What is expected =
Please restate the listing word for word, omitting the images.

=-=-=-=-=

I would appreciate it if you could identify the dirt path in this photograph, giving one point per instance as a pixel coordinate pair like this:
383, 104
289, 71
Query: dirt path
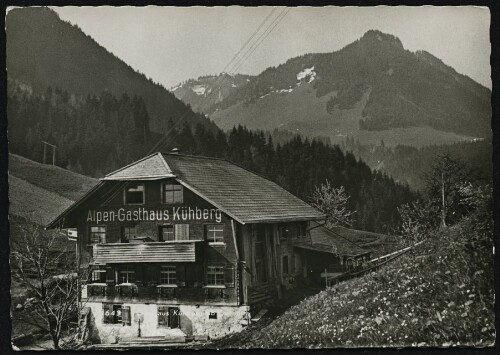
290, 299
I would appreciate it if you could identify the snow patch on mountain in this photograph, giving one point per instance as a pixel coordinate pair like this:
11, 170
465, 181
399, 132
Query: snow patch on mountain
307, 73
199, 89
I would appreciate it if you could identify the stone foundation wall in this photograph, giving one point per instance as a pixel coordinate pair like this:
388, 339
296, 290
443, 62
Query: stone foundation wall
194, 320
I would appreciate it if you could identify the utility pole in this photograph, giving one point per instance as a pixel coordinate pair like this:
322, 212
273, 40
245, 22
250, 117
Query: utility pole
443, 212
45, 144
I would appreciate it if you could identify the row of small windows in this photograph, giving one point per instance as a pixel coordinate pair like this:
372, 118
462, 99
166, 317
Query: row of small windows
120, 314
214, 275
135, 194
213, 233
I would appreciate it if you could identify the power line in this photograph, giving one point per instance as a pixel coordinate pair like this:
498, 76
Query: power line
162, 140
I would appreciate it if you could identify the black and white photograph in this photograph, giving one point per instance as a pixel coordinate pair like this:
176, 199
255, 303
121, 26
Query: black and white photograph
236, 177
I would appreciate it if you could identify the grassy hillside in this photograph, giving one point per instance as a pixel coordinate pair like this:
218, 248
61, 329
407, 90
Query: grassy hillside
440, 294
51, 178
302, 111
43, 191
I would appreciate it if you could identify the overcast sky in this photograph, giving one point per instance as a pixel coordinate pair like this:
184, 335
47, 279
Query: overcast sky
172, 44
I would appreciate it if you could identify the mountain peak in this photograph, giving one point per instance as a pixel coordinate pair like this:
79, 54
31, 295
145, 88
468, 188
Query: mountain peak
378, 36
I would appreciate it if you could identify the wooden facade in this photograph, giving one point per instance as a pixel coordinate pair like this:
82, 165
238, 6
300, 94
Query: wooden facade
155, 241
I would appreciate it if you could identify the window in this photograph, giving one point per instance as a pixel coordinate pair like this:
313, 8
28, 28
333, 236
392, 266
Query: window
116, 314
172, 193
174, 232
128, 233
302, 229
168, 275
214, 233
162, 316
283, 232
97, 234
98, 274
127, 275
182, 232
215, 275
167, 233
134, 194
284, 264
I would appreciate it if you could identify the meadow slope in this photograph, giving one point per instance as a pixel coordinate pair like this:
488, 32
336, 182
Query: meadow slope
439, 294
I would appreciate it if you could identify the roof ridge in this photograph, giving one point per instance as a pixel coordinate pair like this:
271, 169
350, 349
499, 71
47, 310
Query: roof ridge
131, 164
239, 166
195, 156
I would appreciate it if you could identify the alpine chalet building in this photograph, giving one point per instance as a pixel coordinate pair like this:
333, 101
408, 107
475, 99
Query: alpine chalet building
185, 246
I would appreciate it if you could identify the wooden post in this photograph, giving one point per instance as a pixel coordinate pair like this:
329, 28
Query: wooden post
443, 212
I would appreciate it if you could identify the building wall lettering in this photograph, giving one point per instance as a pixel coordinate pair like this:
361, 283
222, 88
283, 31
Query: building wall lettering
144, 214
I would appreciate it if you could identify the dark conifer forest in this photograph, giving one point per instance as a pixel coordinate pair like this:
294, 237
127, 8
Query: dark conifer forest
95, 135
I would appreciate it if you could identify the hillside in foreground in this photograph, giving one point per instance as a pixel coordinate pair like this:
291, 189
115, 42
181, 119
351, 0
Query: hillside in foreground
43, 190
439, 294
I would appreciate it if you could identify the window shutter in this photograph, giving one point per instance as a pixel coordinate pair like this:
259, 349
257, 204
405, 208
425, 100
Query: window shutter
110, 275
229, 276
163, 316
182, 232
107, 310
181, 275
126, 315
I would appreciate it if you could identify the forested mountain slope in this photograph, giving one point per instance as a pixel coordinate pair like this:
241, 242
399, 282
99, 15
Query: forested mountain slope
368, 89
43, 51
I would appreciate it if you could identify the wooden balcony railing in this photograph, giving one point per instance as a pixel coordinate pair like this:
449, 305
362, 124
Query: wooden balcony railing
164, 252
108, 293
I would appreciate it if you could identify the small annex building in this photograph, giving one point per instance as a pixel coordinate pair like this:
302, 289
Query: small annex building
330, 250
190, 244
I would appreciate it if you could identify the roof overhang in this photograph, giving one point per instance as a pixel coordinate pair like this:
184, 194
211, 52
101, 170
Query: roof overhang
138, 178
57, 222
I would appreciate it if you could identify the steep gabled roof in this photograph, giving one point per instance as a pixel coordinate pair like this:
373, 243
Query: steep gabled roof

=-=-=-=-=

Response for this exercise =
I would appreciate it if you could identify the dirt path in this photograph, giving one point per instance as a pixel coordinate pair like this:
383, 104
289, 71
Query: dirt path
290, 299
I would appreciate it if you could identify the snow patch on mountain in this photograph, giving one point per instance as a pixel coordinate pair like this:
11, 170
465, 181
399, 132
Query: snow patch on mountain
307, 73
199, 89
I would appreciate it if you could identify the stone foundation wall in this photograph, giving one point per instance as a pixel coordinate pair like this:
388, 339
296, 290
443, 62
Query: stone foundation wall
194, 320
I would appreciate it if you could identify the utility pole in this photograph, giving one point per instance as a pixel coordinate pair like this:
322, 212
273, 40
245, 22
250, 117
Query: utility pole
443, 212
45, 144
I would appreciate it if you could identify the row of small windows in this photograph, giving one point per instance as a pixel coordinate pair like this:
372, 118
462, 99
166, 317
Query: row of small windows
120, 314
214, 275
135, 194
213, 233
I would appreciate it if you could identify the power line in this photograph, giving one point per instance as a pixel coordinate pair like this:
498, 76
Query: power line
162, 140
I would appreciate it if you could identify the black and white photograph in this photograph, giving one point per instance as a pixel coordinate pair like this:
176, 199
255, 303
121, 26
Query: black and white photograph
236, 177
I would appreciate it if you could identify the grassy hillside in this photograph, giving one point per instance as a pixel coordinate pair like this:
218, 248
61, 329
407, 90
Query: grassy hillside
440, 294
51, 178
302, 111
43, 191
I would appreciate it if you could identify the overcast sky in this photograph, giving one point per instance as a pixel coordinate pair like this:
184, 335
47, 279
Query: overcast sky
172, 44
I would appreciate it if you could identify the mountain peak in this photograph, giving one point per instance as a pixel coordinate pair like this:
79, 54
31, 295
145, 88
468, 188
Query: mountain peak
378, 36
I would appreciate it if you could identify the wooden facade in this photograph, giving one point per instance as a pixel coordinate pair like this:
82, 165
238, 6
300, 94
Query: wooden facade
155, 241
I would appreciate it if you could identify the window in this photograph, giving one point per instance as a pixel coordinate pair like this:
313, 8
28, 28
333, 236
392, 266
Query: window
116, 314
172, 193
174, 232
128, 233
302, 229
168, 275
214, 233
162, 316
283, 232
97, 234
98, 274
127, 275
182, 232
215, 275
167, 233
134, 194
284, 264
I would appreciate it if you could identify the meadow slope in this photograph, giving one point per instance as a pixel coordinate pair like this:
488, 32
336, 182
Query: meadow slope
439, 294
I would appreciate it if you could identify the roof ridge in this photograph, giving one point per instance as a pixel coordinate pair like this:
271, 169
350, 349
499, 71
47, 310
Query: roof ridge
131, 164
239, 166
195, 156
I would appreciate it if you could identify the alpine chalet building in this photograph, giving one point per instance as a pixel coordinate pair like this:
333, 101
408, 107
475, 99
Query: alpine chalet building
185, 246
I would appreciate it if you could identify the wooden post in this photograph, giving one point per instance as a pixel coordinate pair like this:
329, 28
Query: wooden post
443, 212
I would appreciate it if you could identify the building wall lettering in this photograph, giving one point per instance as a pixel coordinate pair like this:
361, 283
222, 88
283, 31
Query: building wall lettering
144, 214
I would appreciate it if you could identify the dark conifer forest in this photograph, giving one point per instance as a pixel coordinate pair like this:
294, 237
127, 8
Query: dark conifer forest
95, 135
I would appreciate it if you could identify the hillside in foreground in this photograph, giving one point per instance as a pixel coordinate pair like this:
291, 189
115, 42
181, 119
351, 0
Query: hillside in foreground
43, 190
439, 294
I would appreciate it if you could identify the window shutter in this photograph, giving one point per instance as a pixel coordinate pair like this:
259, 349
257, 204
405, 208
425, 100
Query: window shutter
110, 275
229, 276
163, 316
182, 232
107, 310
181, 275
126, 315
I would appreciate it if you could identify the forested mountain slope in this photograph, giving one point per instance as a pixel coordinate pair like this:
241, 242
399, 282
99, 15
Query: forested mountain slope
368, 89
43, 51
I would appreciate it if you could identify the wooden balcony railing in this photograph, giving one point per instance as a pixel coordinate pair like this:
449, 305
362, 124
Query: wooden balcony railing
164, 252
108, 293
I would appreciate it if you could identify the small annex building in this photograph, giving one point per instance as a pixel coordinate pair like this:
302, 289
Query: small annex building
330, 250
190, 244
I would appreciate it if you could identify the roof overhang in this photograph, giving one point per instance as a pixel coordinate pair like this:
184, 194
211, 52
101, 170
Query: roof overhang
138, 178
57, 222
I would appreciate it if you could identify the steep gabled roof in this photograph, giving one point per instance as a pixel coordinate pair like this:
373, 243
Query: steep gabled roof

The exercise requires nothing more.